What is asked →
Extract every line from the entries below and reproduce each one verbatim, in the same order.

Entries of named objects with points →
------------------------

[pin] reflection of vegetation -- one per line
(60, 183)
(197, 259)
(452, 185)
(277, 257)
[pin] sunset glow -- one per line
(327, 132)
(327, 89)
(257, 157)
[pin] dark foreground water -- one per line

------------------------

Result below →
[pin] reflection of vegetation -- one per line
(60, 183)
(197, 259)
(452, 185)
(277, 257)
[pin] sunset glow -- one per line
(327, 132)
(327, 89)
(257, 157)
[pin] dark foreground water -- one per line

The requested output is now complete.